Text block →
The CODE drifter consists of a cylindrical hull that contains the batteries and electronics. The drag element consists of four sails arranged in a cross-like shape. The CODE drifter is slightly negatively buoyant, and small floats connected to the end of the arms to which the sails are attached provide the extra buoyancy to ensure flotation. The sails move the drifter along with the prevailing currents, and the drifter’s transmitter sends data to satellites.

=== Deepwater drifters ===
Deepwater drifters are typically called SVP drifters because they were developed by the Surface Velocity Program (SVP) of the Tropical Ocean Global Atmosphere (TOGA) experiment and the World Ocean Circulation Experiment. They are also called "holey sock" type drifters. They consist of a surface float, a tether, and a drogue. The surface float contains a battery, instruments that collect data like temperature, barometric pressure, wind speed and direction, and ocean salinity, and a transmitter that relays the position of the drifting buoy and data collected by the instruments on the surface float to satellites. The tether connects the surface buoy to the subsurface drogue. And the drogue is a canvas-covered cylindrical frame with holes in it that sits at about 15 meters below the ocean’s surface. Because the drifter sits at this depth, its movement is influenced by processes occurring in the upper 15 meters of the ocean.

Recorded data →
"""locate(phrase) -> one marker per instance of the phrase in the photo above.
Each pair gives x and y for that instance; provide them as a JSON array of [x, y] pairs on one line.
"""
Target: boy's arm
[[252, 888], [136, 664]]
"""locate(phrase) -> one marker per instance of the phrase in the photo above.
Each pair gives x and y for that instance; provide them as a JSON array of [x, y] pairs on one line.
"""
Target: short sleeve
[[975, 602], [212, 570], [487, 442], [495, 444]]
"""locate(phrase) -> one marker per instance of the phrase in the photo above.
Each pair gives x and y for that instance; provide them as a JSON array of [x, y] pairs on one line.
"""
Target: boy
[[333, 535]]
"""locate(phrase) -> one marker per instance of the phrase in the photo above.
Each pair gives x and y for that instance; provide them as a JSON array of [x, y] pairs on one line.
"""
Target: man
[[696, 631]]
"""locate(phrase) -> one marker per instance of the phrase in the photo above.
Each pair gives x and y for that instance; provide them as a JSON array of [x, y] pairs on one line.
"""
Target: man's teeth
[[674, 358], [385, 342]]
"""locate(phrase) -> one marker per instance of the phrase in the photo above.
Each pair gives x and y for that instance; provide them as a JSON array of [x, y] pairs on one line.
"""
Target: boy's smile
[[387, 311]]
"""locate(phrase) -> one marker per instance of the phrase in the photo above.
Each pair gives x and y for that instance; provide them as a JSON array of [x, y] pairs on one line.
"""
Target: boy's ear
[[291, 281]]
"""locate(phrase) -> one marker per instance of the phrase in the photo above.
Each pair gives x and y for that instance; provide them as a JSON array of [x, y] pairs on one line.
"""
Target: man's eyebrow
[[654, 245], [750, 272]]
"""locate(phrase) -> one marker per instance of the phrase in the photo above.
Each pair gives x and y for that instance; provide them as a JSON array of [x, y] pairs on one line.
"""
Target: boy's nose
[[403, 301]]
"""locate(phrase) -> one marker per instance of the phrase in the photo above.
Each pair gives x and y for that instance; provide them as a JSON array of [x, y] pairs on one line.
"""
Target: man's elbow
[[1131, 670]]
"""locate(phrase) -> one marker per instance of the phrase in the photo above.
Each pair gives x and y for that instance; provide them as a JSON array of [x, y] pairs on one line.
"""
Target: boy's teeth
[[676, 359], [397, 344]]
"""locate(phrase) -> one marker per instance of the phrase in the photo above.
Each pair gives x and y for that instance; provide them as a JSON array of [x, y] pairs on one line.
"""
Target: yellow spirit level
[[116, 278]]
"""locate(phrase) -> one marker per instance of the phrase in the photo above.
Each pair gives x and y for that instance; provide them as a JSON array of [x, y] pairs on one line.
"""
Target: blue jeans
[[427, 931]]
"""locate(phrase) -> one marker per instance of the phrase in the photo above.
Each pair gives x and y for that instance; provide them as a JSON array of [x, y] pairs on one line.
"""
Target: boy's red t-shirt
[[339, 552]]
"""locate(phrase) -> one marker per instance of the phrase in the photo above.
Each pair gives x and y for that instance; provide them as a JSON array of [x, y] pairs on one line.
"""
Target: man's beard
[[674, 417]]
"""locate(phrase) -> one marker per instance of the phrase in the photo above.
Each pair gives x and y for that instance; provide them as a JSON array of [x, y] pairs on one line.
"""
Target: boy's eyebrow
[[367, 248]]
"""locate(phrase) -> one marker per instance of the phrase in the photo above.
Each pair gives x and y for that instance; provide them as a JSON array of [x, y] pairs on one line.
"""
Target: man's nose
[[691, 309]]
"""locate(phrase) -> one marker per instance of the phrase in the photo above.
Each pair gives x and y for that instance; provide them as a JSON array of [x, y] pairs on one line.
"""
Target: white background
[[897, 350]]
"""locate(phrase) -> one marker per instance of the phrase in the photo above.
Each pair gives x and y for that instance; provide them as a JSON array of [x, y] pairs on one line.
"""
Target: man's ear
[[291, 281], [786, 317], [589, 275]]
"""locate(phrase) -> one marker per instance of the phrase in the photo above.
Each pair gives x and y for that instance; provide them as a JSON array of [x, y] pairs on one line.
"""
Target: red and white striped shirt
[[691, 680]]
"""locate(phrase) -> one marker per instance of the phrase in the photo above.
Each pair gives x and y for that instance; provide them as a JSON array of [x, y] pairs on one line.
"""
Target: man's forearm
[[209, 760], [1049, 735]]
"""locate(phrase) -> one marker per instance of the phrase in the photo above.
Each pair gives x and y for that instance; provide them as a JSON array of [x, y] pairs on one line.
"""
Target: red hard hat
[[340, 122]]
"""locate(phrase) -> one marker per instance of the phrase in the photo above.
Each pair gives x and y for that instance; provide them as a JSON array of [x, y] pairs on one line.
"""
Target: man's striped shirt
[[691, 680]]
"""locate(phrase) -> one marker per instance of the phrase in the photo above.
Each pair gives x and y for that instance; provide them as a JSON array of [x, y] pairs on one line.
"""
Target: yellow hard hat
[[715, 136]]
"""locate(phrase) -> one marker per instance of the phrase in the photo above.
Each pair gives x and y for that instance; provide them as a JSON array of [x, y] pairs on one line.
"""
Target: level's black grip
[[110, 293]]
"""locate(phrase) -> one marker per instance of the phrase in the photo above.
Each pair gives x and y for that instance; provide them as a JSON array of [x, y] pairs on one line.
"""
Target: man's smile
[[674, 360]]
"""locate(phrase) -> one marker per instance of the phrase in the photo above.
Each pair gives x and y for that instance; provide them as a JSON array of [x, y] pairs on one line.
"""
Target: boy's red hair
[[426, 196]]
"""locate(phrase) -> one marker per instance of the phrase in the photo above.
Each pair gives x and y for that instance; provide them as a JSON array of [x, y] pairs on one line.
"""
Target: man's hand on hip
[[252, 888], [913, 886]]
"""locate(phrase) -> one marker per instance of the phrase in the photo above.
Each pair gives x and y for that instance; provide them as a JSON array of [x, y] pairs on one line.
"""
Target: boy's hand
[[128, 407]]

==

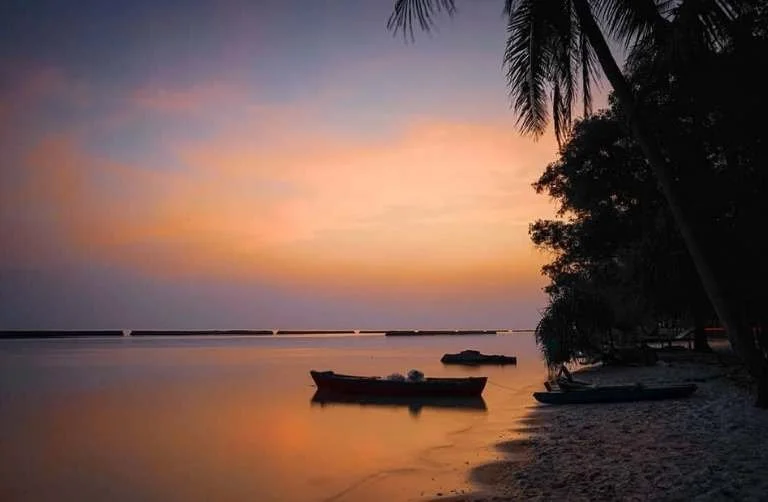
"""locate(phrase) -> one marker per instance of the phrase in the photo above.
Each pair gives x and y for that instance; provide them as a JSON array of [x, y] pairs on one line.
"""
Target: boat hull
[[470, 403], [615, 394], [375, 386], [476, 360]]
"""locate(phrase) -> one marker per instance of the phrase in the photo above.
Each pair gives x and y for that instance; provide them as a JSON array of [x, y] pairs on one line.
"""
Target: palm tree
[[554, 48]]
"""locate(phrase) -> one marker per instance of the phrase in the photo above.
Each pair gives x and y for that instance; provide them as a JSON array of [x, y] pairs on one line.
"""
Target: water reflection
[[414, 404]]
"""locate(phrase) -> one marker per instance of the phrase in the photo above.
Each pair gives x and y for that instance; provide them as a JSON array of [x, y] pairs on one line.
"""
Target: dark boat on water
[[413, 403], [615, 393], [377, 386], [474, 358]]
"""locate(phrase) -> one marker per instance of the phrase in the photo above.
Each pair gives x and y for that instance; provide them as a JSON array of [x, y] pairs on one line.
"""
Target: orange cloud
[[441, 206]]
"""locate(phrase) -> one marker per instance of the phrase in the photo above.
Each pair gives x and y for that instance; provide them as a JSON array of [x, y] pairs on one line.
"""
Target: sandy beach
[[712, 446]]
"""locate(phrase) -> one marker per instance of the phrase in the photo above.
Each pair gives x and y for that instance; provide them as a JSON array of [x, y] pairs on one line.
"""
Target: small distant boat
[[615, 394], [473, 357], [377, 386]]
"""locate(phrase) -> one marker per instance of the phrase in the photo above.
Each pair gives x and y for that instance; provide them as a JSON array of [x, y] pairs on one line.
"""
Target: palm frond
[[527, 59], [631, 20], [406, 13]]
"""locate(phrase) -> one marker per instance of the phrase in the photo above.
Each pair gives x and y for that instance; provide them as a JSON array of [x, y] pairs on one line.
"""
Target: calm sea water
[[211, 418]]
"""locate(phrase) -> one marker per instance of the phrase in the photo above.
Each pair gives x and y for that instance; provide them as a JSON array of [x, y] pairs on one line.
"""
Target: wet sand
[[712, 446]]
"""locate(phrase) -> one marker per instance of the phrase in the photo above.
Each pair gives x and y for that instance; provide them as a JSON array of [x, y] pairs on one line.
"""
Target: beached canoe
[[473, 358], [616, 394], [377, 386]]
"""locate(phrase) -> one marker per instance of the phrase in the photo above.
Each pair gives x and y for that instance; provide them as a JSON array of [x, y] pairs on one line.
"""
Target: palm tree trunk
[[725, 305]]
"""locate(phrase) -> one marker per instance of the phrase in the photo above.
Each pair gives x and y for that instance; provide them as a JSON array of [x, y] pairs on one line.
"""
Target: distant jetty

Task instructions →
(1) In the text on ocean drifters, list every kind of data that the instruments on a deepwater drifter's surface float collect.
(2) Answer these questions from the text on ocean drifters:
(a) How many sails form the drag element of the CODE drifter?
(b) Besides SVP drifters, what else are deepwater drifters called?
(c) About how far below the ocean's surface does the drogue of a deepwater drifter sit?

Task answers →
(1)
- Temperature
- Barometric pressure
- Wind speed and direction
- Ocean salinity

(2)
(a) Four.
(b) "Holey sock" type drifters.
(c) About 15 meters.